#### Things to do:
A - How would you put this sentence from the blog post about work into Spanish: "She was an older lady in my section and she had worked there for two years and had extensive experience working in the social services field."
B - Answer these questions from the blog post about work:
(i) What date is the post dated?
(ii) In what month did the writer come close to quitting the current job?
(iii) According to the post, for how long had many of the coworker's cases gone untouched?
C - Can you continue the blog post about work, picking up after its last sentence?

#### Excerpted passage:

%%

JQHN's Tales

Saturday, May 20, 2006

Work Related

Although I told myself not to write about work related incidents, it's really hard not to when you spend 40 plus hours at a place and not to have some stories to tell or lessons to learn. This week I'd say I learned that appearaces can be decieving and I've got a story about my previous job at the nonprofit agency I used to work at, which in itself is another lesson. Did I lose you LOL.

Anyway, Earlier this year, I was really strugling with my current job. I was getting very stressed out because I was just not catching on as fast as my peers and I guess I just really wasn't confident in myself/knew what I was doing. There came a point in February where I really just wanted to throw in the towell and just quit, but one of my coworkers helped me through things and she convinced me to stick things out. She was an older lady in my section and she had worked there for two years and had extensive experience working in the social services field. She was very friendly and was always available to give me advice/assistance when I felt my superviors weren't being patient. She always seemed to be on top of her cases and was well liked/respected by her peers, but I'd find out that was not the case last week. Last week, she just quits without notice. Although I was able to say goodbye to her and write her a sappy message in a good-bye card, I didn't quite understand why a woman who seemed to on top of things would just quit all of a sudden? Anyway, I'd come to find out that she really wansn't on top of things and her caseload was screwed. For example, many of her cases had not been touched/worked on in over 21 plus days, things were poorly organized, and she just made some poor development decisions. I'd was assinged one of her many cases and I literally have to start things over again. I felt so embrassed calling the claimant to intorduce myself and to say that the previous case worker had fouled things up and I've got to fix things. etc.... I also feel very duped. I had a LOT of respect for this woman and aspired to be like her because she appeared to have everything together. Anyway, I truly did learn that appearances can be very decieving.

%%

#### Listed records:
%%

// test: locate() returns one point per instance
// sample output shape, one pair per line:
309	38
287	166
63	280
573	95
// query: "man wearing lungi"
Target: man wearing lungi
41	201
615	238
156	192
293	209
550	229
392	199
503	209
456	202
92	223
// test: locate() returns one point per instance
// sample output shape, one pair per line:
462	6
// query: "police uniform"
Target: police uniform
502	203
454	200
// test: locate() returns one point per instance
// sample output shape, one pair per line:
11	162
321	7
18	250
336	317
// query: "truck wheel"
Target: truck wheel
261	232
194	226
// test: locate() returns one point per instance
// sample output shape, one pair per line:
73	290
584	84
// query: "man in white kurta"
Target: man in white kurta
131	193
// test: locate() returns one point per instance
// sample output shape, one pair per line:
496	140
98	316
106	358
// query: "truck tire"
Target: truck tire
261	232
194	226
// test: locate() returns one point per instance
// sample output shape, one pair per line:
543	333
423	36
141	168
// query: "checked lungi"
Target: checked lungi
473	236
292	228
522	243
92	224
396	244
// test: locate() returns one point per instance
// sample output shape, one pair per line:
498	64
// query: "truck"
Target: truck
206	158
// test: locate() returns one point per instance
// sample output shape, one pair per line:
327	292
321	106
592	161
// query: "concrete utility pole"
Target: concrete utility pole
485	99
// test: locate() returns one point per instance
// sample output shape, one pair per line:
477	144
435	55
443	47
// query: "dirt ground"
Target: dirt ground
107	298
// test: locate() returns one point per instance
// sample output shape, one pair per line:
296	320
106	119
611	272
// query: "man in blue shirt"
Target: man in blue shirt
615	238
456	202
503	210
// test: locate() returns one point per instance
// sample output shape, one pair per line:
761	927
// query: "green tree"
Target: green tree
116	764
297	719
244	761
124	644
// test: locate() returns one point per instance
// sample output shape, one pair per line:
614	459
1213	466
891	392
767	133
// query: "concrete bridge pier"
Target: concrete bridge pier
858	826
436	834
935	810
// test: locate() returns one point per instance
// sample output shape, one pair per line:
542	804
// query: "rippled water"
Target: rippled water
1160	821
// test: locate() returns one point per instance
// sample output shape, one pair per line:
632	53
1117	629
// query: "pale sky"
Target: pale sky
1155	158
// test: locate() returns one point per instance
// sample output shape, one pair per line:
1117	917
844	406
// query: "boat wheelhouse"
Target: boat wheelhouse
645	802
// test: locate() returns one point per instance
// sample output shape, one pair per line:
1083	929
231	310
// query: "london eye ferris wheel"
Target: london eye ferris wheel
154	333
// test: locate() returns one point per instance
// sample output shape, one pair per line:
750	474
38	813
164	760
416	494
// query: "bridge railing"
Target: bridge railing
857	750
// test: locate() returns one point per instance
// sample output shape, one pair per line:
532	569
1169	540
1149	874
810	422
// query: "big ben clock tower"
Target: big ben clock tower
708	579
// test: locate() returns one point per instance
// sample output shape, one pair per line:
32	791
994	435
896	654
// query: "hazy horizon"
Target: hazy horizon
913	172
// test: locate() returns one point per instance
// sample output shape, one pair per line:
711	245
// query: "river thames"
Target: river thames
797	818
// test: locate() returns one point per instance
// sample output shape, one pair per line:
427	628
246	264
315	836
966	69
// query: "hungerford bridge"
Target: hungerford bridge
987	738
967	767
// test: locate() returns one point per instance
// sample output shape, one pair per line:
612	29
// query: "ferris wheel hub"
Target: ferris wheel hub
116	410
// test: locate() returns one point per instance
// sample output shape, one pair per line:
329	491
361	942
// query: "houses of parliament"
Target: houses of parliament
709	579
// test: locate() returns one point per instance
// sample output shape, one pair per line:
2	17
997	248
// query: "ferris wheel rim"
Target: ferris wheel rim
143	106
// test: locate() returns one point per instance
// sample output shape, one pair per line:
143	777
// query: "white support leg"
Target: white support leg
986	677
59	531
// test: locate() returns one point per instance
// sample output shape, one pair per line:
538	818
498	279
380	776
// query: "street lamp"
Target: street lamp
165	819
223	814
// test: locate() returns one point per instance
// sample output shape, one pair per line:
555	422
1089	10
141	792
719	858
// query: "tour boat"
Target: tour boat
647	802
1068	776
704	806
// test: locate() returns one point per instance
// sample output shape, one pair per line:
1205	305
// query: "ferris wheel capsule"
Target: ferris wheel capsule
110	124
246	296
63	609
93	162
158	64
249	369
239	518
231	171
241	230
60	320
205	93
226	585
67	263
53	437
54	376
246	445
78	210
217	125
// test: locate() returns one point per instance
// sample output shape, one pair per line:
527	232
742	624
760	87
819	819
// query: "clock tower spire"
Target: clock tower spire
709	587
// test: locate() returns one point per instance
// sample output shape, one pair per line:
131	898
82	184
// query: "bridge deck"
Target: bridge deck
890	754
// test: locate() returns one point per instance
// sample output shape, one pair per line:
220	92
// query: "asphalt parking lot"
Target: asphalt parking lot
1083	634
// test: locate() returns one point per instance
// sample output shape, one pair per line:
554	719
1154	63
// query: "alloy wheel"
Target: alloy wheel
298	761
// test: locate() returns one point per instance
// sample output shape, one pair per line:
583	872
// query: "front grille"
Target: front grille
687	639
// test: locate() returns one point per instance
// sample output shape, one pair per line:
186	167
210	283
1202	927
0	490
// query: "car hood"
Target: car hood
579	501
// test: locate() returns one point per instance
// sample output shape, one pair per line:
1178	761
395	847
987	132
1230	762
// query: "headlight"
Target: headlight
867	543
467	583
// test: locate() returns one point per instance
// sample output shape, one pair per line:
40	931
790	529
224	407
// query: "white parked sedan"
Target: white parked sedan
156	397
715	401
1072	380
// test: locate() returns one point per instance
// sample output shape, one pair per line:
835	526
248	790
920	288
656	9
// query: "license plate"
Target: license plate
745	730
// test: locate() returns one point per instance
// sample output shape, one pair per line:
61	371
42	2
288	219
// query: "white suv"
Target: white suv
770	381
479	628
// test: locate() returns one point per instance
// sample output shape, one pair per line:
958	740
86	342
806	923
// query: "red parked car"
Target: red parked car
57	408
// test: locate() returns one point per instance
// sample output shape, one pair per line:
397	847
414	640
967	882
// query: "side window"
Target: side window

%%

#### Answers for this exercise:
A - Era una señora mayor de mi sección; había trabajado allí durante dos años y tenía amplia experiencia trabajando en el ámbito de los servicios sociales.

B -
(i) Saturday, May 20, 2006
(ii) February
(iii) Over 21 days

C -
As for my previous job, I'd get an e-mail from a former co-worker stating that an individual got fired for theft. I'd find out it was one of the women who about a year ago I caught talking trash/gossping about me in the lunchroom. I can't say that I'm too shocekd because she was a very shady person and she had a very two faced/shitty attitude about her, but I will admit I'm kinda happy to learn she did get fired. I'd really love to just gloat about it and call UCP to say "I told you so" because I did file greivances about her prior to quitting. Anyway, I figure I'll be the bigger person and after this blog I'll let things go, but it just goes to show that when a person does/says nasty things, it really does come back at them.

All in all, I figure I'll try not to look up to other people and just try to find the strength within myself as I've learned a person may appear to have it all together, but in reality be worse of then yourself and I'm gonna make a point not to say or do horrible things because it really will come back to get me in some way shape or form and I'll end up as the subject in someone else's blog.